*To do*. Reproduce all of the data below line for line, with no changes.

────

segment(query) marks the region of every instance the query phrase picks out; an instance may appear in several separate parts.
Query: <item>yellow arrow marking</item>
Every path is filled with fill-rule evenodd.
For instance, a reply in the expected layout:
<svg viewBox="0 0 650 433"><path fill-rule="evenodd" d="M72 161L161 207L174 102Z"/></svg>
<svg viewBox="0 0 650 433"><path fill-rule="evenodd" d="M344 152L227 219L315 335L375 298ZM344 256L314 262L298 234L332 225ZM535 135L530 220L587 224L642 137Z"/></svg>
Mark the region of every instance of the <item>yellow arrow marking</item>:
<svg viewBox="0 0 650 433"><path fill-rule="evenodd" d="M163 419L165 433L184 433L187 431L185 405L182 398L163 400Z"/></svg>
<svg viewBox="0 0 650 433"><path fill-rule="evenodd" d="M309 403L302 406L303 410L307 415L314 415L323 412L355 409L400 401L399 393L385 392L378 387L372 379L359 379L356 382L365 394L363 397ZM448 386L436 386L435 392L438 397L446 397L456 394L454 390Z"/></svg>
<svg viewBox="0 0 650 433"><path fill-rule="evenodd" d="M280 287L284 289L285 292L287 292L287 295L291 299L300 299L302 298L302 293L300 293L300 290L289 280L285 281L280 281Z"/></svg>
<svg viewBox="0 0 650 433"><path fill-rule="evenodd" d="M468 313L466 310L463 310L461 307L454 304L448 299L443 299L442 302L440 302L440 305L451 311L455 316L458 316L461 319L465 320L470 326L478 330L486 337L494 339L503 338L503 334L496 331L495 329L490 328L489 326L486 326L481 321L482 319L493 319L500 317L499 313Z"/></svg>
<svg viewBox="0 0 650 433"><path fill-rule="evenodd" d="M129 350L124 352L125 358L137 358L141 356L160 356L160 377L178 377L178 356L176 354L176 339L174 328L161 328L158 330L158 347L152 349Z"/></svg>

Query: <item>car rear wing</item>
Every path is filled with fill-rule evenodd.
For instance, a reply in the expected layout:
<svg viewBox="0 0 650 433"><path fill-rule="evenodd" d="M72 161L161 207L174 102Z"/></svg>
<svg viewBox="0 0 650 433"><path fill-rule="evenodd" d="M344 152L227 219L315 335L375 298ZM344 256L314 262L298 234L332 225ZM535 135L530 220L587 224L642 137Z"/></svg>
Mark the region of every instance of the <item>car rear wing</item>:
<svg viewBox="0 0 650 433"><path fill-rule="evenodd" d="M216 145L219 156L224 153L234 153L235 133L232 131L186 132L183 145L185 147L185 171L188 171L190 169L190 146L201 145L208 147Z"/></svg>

────

*Response to the task*.
segment(query) marks the region of every instance the query phrase picks out; an instance may appear in several separate parts.
Query: <item>yellow arrow marking</item>
Every path is filled with fill-rule evenodd.
For instance, a reply in the expected layout:
<svg viewBox="0 0 650 433"><path fill-rule="evenodd" d="M72 161L161 207L174 102Z"/></svg>
<svg viewBox="0 0 650 433"><path fill-rule="evenodd" d="M344 152L227 219L315 335L375 298ZM344 256L314 262L298 234L332 225ZM535 135L530 220L587 224L642 137Z"/></svg>
Mark the region of every instance of the <item>yellow arrow marking</item>:
<svg viewBox="0 0 650 433"><path fill-rule="evenodd" d="M163 419L165 433L184 433L187 431L185 405L182 398L163 400Z"/></svg>
<svg viewBox="0 0 650 433"><path fill-rule="evenodd" d="M309 403L302 406L303 410L307 415L314 415L323 412L355 409L400 401L399 393L385 392L378 387L372 379L359 379L356 382L365 394L363 397ZM448 386L436 386L435 392L438 397L446 397L456 394L454 390Z"/></svg>
<svg viewBox="0 0 650 433"><path fill-rule="evenodd" d="M280 287L284 289L285 292L287 292L287 295L291 299L300 299L302 298L302 293L300 293L300 290L289 280L285 281L280 281Z"/></svg>
<svg viewBox="0 0 650 433"><path fill-rule="evenodd" d="M468 313L466 310L463 310L461 307L454 304L448 299L443 299L442 302L440 302L440 305L451 311L455 316L458 316L461 319L465 320L470 326L478 330L486 337L494 339L503 338L503 334L496 331L495 329L490 328L489 326L486 326L481 321L482 319L493 319L500 317L499 313Z"/></svg>
<svg viewBox="0 0 650 433"><path fill-rule="evenodd" d="M129 350L124 352L125 358L137 358L141 356L160 356L160 377L178 377L178 356L176 354L176 339L174 328L161 328L158 330L158 347L152 349Z"/></svg>

Query: <item>car rear wing</item>
Every path is filled with fill-rule evenodd.
For instance, a reply in the expected layout:
<svg viewBox="0 0 650 433"><path fill-rule="evenodd" d="M72 161L161 207L174 102Z"/></svg>
<svg viewBox="0 0 650 433"><path fill-rule="evenodd" d="M344 152L227 219L315 335L375 298ZM344 256L314 262L298 234L332 225ZM535 135L530 220L587 224L642 137Z"/></svg>
Mark the region of every instance of the <item>car rear wing</item>:
<svg viewBox="0 0 650 433"><path fill-rule="evenodd" d="M216 145L219 156L224 153L234 153L235 133L232 131L186 132L183 145L185 147L185 171L188 171L190 169L190 146L201 145L208 147Z"/></svg>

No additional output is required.